• **WORK REQUIRED**: Extend the maintenance-complaint text below, starting from the point where it stops, and keep its pattern of paired complaints and replies.

• **DOCUMENT**:
┄┄┄┄┄┄
This is one that I first heard about 15 years ago. I forgot about it and have seen it surface in different versions since then. The other versions list the Air Force and several different airlines, but the first time I heard it, Northwest Airlines mechanics and pilots were the crews involved. I thought I would resurrect it here:

Here are what some swear are copies of actual maintenance complaints submitted by Northwest Airlines pilots on planes they flew and the replies from the mechanics crews who were responsible for maintaining the airplanes:

Complaint: "Left inside main tire almost needs replacement."
Mechanic’s solution: "Almost replaced left inside main tire."

Complaint: "Test flight OK, except autopilot very rough."
Mechanic’s solution: "Autopilot not installed on this aircraft."

Complaint: "The autopilot doesn't."
Mechanic’s solution: "IT DOES NOW."

Complaint: "Something loose in cockpit."
Mechanic’s solution: "Something tightened in cockpit."

Complaint: "Evidence of hydraulic leak on right main landing gear."
┄┄┄┄┄┄
• **SOURCE DATA**:
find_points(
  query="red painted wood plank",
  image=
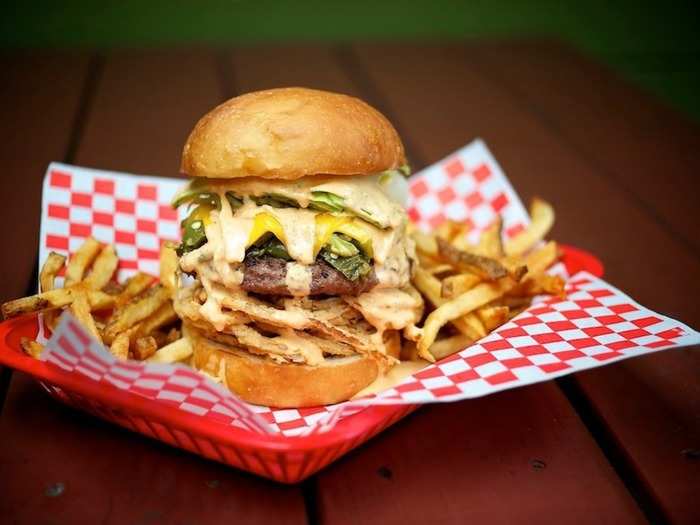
┄┄┄┄┄┄
• **THE ANSWER**:
Mechanic’s solution: "Evidence removed."

Complaint: "DME unit volume unbelievably loud."
Mechanic’s solution: "Volume set to more believable level."

Complaint: "Dead bugs on windshield."
Mechanic’s solution: "Live bugs on order."

Complaint: "Autopilot in altitude hold mode produces a 200 fpm descent."
Mechanic’s solution: "Cannot reproduce problem on ground."

Complaint: "IFF inoperative."
Mechanic’s solution: "IFF inoperative in OFF mode."

Complaint: "Friction locks cause throttle levers to stick."
Mechanic’s solution: "That's what they're there for."

Complaint: "Number three engine missing."
Mechanic’s solution: "Engine found on right wing after a short search."